▶ RECORDED DATA:
╭──

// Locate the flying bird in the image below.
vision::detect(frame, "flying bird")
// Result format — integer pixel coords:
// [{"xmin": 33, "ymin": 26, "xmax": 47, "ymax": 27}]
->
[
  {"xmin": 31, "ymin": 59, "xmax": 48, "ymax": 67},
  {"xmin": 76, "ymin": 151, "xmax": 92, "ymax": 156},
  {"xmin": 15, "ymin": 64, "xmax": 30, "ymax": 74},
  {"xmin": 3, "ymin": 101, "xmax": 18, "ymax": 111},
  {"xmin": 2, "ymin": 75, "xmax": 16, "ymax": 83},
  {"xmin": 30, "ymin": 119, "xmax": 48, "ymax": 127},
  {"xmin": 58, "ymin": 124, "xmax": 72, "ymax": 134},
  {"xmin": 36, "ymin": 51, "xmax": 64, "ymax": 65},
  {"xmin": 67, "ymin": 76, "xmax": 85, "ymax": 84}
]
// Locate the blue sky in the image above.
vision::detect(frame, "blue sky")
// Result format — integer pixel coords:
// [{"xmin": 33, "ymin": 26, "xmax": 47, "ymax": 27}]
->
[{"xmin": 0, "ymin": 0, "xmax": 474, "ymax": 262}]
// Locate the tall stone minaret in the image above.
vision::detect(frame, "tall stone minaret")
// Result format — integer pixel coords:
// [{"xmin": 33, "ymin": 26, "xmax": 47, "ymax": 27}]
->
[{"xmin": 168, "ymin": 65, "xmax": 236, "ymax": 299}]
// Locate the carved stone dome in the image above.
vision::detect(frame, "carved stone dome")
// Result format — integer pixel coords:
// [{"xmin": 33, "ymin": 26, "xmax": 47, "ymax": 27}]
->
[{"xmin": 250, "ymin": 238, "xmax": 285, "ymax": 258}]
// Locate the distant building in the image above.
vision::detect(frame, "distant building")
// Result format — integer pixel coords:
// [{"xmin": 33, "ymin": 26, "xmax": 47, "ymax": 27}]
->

╰──

▶ WHAT IS ASKED:
Rewrite all the records above, swapping every "Locate" for "Find" and leaving the rest as it stands.

▶ RESULT FOR THIS TASK:
// Find the flying bird in the image below.
vision::detect(frame, "flying bird")
// Result format — integer pixel coords:
// [{"xmin": 33, "ymin": 26, "xmax": 47, "ymax": 27}]
->
[
  {"xmin": 31, "ymin": 59, "xmax": 48, "ymax": 67},
  {"xmin": 76, "ymin": 151, "xmax": 92, "ymax": 156},
  {"xmin": 15, "ymin": 64, "xmax": 30, "ymax": 74},
  {"xmin": 3, "ymin": 101, "xmax": 18, "ymax": 111},
  {"xmin": 2, "ymin": 75, "xmax": 16, "ymax": 83},
  {"xmin": 30, "ymin": 119, "xmax": 48, "ymax": 127},
  {"xmin": 58, "ymin": 124, "xmax": 72, "ymax": 134},
  {"xmin": 36, "ymin": 51, "xmax": 64, "ymax": 65},
  {"xmin": 67, "ymin": 76, "xmax": 85, "ymax": 84}
]
// Find the blue sky in the image above.
vision::detect(frame, "blue sky")
// Result format — integer pixel coords:
// [{"xmin": 33, "ymin": 26, "xmax": 47, "ymax": 27}]
->
[{"xmin": 0, "ymin": 0, "xmax": 474, "ymax": 262}]
// Find the tall stone minaret in the image above.
vision::detect(frame, "tall stone minaret")
// Result format — integer pixel coords:
// [{"xmin": 33, "ymin": 26, "xmax": 47, "ymax": 27}]
->
[{"xmin": 168, "ymin": 65, "xmax": 236, "ymax": 299}]
// Find the carved stone dome in the image above.
vision::detect(frame, "carved stone dome")
// Result format — integer pixel coords:
// [{"xmin": 33, "ymin": 26, "xmax": 47, "ymax": 27}]
->
[{"xmin": 250, "ymin": 238, "xmax": 285, "ymax": 258}]
// Find the distant building in the image above.
vision::detect(frame, "distant building")
// Result format — integer pixel coords:
// [{"xmin": 33, "ymin": 26, "xmax": 47, "ymax": 27}]
->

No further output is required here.